Leaving all pictures aside, copy exactly the lines from the start of the listing below through the line that contains "point(76, 48)", and only those lines.

*** Begin section ***

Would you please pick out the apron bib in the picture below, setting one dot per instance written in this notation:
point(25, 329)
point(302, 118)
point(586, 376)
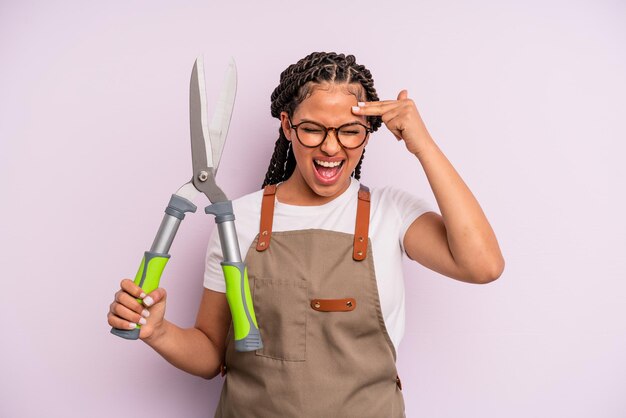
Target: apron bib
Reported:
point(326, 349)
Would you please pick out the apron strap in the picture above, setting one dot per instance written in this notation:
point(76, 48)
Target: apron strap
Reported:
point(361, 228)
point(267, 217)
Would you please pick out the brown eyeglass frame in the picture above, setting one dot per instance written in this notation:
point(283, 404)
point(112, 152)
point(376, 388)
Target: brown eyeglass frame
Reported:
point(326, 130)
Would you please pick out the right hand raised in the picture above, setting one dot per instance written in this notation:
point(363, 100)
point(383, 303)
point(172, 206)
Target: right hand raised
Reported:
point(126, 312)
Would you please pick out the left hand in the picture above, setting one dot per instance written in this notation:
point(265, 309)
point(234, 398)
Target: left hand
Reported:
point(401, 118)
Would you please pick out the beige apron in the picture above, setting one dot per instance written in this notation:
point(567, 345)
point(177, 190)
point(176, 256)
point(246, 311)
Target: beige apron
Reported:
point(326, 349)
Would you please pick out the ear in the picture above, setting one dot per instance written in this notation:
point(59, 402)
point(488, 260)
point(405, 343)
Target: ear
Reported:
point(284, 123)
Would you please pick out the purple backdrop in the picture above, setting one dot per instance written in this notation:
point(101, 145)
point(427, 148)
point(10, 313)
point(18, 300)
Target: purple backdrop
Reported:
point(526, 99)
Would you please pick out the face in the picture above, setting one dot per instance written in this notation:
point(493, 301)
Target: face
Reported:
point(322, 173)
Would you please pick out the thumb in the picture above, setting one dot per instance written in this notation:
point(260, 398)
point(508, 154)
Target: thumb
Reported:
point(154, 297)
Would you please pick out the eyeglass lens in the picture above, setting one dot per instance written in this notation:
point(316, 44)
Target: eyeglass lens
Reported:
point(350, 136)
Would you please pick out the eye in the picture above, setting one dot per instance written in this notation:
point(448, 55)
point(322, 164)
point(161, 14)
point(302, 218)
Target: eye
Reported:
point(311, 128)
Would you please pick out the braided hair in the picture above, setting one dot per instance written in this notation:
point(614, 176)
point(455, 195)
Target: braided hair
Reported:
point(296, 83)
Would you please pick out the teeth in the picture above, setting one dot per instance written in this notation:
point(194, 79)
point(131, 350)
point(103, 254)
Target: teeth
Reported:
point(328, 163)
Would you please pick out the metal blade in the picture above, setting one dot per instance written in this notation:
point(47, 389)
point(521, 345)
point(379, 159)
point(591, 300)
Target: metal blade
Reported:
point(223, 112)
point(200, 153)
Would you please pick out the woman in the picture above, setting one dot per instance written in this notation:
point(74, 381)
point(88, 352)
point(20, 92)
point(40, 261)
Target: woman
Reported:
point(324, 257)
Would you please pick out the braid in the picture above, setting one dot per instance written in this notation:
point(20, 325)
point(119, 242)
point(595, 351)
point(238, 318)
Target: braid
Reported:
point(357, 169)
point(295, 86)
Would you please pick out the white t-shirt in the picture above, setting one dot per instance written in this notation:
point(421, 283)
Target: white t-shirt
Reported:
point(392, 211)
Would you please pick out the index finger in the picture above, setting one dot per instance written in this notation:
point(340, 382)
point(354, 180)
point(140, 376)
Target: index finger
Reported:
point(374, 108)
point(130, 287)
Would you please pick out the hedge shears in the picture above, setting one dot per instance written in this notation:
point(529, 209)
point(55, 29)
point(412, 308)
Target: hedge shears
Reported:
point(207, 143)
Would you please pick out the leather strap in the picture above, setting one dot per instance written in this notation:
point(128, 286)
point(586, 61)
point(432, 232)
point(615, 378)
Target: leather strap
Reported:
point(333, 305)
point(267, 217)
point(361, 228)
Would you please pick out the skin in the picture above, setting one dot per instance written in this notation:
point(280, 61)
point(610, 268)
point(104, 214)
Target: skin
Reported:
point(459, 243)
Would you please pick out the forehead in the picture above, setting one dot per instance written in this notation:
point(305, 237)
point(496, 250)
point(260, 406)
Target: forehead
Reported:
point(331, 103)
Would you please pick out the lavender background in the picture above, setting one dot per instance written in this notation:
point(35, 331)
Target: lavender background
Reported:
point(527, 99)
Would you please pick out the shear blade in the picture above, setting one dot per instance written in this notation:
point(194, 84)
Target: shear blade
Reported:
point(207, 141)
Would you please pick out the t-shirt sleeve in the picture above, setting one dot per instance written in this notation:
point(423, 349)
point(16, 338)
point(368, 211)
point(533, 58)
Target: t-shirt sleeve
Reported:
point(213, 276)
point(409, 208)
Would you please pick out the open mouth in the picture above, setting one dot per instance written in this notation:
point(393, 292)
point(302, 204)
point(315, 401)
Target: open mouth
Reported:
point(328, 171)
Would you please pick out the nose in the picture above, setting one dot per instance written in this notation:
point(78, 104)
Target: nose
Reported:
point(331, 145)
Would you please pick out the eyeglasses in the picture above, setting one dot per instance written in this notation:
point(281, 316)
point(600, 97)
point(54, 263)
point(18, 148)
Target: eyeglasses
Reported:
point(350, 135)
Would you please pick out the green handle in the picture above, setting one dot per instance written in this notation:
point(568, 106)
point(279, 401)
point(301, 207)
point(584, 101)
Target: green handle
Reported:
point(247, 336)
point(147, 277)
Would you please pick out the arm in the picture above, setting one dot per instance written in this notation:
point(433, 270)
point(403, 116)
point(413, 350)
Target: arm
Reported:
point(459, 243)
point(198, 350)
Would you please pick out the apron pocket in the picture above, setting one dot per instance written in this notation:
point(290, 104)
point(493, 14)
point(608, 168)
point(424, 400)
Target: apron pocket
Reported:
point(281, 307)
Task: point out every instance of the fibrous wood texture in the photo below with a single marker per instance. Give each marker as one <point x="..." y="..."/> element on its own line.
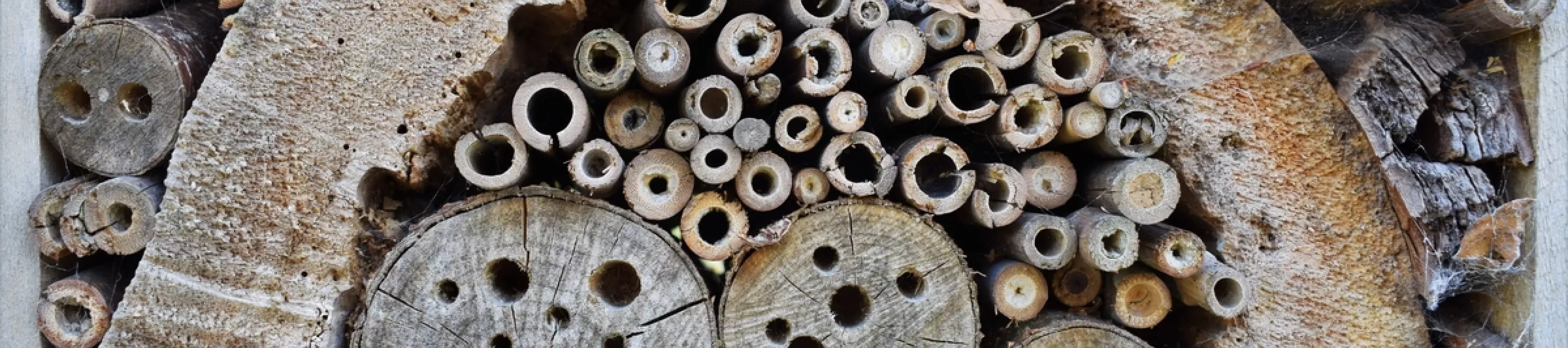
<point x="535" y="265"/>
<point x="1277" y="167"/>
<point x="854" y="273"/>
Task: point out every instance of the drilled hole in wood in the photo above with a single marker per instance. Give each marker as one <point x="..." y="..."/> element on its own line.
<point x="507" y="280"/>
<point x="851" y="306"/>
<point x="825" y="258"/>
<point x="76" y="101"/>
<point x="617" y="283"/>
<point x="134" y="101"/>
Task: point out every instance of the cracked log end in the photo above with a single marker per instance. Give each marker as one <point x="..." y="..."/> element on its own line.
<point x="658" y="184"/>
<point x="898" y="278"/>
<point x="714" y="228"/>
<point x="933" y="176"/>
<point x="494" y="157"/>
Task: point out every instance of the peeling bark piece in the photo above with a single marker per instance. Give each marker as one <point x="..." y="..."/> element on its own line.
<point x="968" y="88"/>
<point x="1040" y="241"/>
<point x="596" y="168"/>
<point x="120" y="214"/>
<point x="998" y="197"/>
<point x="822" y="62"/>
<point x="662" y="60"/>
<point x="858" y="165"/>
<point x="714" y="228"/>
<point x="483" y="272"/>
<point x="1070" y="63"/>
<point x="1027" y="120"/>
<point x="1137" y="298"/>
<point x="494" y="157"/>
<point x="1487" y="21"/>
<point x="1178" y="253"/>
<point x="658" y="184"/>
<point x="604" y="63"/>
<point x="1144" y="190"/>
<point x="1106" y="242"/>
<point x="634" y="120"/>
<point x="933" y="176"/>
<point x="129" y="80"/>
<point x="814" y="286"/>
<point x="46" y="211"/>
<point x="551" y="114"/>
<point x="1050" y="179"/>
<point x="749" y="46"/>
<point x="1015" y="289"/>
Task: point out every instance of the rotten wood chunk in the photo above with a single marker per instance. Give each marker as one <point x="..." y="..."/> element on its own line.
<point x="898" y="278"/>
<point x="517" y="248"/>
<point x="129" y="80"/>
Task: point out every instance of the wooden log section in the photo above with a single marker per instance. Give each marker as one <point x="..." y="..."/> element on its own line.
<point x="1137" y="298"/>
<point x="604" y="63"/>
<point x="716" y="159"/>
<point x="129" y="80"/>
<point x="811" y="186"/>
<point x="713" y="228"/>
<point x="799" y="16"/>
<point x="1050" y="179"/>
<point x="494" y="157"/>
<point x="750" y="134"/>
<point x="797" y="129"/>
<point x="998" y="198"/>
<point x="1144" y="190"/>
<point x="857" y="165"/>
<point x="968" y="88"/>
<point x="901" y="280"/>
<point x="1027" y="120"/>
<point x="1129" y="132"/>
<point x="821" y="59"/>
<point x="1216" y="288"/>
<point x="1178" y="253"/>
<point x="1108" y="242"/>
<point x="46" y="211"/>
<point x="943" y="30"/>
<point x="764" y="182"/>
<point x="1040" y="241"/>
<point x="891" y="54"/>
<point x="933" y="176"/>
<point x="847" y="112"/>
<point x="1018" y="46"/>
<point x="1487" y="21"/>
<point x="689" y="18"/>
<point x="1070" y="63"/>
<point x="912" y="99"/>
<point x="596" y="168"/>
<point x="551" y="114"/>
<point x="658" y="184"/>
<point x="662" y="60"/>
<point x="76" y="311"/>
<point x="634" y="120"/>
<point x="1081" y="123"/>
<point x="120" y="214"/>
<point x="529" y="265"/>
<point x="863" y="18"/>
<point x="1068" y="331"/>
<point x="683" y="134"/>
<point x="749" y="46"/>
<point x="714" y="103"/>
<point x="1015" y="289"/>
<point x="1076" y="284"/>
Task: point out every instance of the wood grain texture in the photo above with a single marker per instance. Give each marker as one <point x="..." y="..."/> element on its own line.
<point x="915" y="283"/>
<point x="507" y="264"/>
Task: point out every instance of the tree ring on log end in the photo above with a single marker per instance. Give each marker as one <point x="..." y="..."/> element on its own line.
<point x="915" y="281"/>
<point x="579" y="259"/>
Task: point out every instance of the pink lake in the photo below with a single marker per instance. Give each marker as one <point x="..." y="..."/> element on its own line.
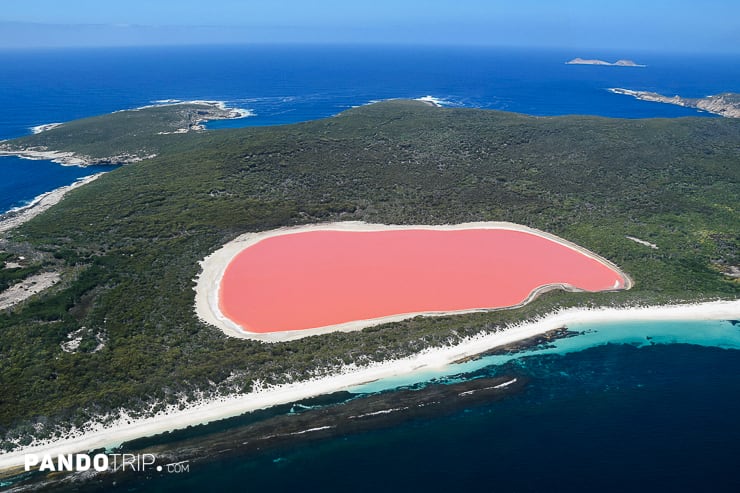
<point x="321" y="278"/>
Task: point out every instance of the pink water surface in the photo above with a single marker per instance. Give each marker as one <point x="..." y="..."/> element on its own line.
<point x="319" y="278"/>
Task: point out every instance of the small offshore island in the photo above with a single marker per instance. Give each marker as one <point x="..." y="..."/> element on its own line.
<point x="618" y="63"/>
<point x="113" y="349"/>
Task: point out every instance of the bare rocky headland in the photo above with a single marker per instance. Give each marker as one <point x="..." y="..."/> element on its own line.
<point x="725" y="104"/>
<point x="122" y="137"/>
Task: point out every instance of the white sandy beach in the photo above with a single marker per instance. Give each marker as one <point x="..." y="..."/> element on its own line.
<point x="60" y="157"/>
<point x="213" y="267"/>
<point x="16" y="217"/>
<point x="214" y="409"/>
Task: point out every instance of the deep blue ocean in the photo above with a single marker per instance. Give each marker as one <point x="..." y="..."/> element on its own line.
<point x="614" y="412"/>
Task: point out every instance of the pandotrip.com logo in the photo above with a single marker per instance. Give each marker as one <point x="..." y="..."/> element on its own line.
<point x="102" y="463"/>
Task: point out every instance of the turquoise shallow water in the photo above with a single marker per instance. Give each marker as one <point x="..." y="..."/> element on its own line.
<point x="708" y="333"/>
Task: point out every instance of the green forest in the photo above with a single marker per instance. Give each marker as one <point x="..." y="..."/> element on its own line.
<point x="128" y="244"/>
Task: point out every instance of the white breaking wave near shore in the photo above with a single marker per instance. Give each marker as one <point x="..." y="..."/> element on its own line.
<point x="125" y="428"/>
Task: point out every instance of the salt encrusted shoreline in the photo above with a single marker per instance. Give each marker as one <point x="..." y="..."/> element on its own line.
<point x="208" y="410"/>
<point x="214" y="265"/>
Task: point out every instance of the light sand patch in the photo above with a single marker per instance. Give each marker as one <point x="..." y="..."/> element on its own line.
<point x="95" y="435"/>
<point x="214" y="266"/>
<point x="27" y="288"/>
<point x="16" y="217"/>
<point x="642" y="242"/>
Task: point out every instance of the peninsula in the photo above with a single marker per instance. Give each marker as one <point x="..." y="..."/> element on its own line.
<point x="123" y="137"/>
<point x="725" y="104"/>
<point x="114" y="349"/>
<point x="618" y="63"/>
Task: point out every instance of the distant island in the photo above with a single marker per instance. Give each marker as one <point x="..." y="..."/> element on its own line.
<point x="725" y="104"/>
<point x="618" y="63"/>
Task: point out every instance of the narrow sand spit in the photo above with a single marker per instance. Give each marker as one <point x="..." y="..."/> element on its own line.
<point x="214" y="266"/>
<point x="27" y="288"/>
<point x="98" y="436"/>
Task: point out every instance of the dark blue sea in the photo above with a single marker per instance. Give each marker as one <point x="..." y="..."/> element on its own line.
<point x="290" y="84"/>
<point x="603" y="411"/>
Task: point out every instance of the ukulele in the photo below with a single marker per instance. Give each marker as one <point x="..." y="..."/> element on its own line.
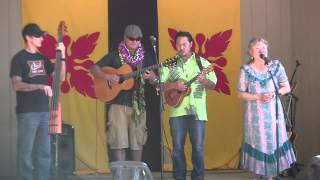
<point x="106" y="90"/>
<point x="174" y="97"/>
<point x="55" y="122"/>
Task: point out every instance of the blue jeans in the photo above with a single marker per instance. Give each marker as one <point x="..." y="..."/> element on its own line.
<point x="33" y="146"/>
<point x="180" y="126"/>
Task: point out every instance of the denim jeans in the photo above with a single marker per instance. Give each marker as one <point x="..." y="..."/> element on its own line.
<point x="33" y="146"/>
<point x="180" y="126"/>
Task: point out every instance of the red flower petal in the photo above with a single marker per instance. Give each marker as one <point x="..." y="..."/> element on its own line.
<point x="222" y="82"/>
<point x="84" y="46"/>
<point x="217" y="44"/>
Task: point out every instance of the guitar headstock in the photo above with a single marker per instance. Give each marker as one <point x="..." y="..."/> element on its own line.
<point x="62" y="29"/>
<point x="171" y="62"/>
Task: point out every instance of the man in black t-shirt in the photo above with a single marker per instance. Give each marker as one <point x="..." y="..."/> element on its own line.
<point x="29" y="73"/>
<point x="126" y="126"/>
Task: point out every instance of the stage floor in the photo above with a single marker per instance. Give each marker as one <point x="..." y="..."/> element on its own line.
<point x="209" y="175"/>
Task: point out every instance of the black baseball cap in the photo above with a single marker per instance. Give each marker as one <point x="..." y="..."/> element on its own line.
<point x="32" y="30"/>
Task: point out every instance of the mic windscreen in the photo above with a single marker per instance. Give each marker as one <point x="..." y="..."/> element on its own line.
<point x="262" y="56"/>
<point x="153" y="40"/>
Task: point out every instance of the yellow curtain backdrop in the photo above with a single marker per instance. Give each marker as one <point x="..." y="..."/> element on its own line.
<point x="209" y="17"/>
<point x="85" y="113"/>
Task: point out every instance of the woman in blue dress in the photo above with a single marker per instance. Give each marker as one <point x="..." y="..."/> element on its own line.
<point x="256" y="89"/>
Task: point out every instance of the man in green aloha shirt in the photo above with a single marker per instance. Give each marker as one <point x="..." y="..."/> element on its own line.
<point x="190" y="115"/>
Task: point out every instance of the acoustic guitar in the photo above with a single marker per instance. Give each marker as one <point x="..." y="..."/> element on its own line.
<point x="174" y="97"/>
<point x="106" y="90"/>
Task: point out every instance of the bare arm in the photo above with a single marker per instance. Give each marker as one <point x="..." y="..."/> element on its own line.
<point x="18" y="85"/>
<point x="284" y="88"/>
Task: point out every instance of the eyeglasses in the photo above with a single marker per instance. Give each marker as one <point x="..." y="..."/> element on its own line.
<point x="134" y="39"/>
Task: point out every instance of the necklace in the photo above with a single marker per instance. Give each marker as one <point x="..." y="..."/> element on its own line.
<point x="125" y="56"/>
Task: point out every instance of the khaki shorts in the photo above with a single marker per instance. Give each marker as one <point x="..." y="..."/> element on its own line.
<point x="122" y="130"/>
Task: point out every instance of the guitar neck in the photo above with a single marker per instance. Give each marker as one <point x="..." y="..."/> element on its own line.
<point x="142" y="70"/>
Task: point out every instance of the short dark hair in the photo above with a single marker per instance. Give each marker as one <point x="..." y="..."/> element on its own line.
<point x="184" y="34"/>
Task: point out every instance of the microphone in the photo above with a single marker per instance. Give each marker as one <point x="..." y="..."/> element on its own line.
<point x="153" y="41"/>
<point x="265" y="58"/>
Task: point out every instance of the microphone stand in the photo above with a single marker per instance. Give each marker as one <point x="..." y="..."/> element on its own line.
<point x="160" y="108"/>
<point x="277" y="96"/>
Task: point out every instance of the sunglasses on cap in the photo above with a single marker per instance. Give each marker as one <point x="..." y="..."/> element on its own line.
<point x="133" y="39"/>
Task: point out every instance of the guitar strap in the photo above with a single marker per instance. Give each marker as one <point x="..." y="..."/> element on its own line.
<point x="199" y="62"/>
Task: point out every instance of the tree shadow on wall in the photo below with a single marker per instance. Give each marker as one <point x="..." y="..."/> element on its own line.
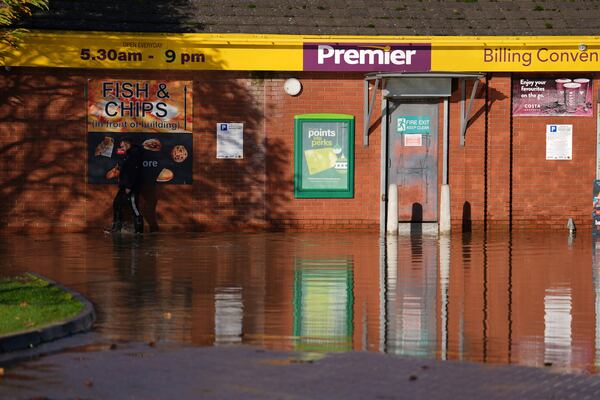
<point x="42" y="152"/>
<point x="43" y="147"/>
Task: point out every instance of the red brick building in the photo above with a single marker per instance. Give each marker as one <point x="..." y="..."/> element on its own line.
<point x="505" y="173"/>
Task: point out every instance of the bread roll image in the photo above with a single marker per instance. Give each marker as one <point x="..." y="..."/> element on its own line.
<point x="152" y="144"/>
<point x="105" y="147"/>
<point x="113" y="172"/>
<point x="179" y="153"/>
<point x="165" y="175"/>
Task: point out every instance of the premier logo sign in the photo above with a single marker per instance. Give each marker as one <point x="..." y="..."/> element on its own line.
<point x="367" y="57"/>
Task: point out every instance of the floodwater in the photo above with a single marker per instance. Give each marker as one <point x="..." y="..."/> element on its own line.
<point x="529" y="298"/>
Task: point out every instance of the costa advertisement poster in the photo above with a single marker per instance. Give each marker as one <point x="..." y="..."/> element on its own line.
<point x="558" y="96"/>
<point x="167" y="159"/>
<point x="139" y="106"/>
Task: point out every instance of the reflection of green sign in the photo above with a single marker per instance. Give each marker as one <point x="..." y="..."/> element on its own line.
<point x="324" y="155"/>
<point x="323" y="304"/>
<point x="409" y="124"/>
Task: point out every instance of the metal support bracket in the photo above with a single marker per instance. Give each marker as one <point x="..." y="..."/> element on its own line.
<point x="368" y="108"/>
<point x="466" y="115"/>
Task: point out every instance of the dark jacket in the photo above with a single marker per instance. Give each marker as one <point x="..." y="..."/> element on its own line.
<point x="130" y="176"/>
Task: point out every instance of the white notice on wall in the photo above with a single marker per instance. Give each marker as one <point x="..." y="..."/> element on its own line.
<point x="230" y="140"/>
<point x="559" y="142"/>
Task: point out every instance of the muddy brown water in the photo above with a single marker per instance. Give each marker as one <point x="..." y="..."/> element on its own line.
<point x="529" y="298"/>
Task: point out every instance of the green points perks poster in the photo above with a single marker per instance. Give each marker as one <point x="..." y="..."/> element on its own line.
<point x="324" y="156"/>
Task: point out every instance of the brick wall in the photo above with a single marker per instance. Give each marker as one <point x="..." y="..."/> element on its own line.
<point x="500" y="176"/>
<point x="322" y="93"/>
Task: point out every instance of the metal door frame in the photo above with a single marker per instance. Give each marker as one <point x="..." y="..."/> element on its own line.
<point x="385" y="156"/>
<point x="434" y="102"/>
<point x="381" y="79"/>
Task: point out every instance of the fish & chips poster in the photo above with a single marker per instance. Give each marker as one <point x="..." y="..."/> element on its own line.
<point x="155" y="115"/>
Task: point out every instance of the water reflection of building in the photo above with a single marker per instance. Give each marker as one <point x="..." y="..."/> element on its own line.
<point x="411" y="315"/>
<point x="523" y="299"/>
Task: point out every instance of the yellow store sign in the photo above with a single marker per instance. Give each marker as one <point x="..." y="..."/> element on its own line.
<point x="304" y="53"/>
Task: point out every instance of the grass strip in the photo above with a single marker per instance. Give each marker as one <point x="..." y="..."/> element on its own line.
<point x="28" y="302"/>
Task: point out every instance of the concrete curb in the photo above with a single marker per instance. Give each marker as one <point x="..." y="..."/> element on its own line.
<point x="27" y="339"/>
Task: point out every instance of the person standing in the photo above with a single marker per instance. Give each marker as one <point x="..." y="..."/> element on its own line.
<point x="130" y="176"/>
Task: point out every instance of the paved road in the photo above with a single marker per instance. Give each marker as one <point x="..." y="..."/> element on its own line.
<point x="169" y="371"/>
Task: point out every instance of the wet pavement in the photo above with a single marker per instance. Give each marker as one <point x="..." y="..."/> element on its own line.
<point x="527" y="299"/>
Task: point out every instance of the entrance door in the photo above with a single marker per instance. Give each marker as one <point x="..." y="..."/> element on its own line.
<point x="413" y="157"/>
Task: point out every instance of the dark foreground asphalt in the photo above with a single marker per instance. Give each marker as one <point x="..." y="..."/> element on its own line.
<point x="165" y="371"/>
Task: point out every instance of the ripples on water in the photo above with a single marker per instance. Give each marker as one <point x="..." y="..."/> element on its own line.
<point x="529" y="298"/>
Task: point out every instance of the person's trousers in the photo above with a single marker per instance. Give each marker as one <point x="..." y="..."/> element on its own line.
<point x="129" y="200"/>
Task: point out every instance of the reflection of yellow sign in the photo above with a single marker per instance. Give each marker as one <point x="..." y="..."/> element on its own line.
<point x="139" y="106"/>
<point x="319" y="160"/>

*** End section ***

ANSWER TO THE PROBLEM:
Would you please pick out the apron bib in the picture below, setting one dot per instance written in this notation:
point(25, 329)
point(302, 118)
point(586, 376)
Target: apron bib
Reported:
point(326, 349)
Would you please pick out the apron strap in the picture above, setting one dot per instance written in this notation:
point(76, 48)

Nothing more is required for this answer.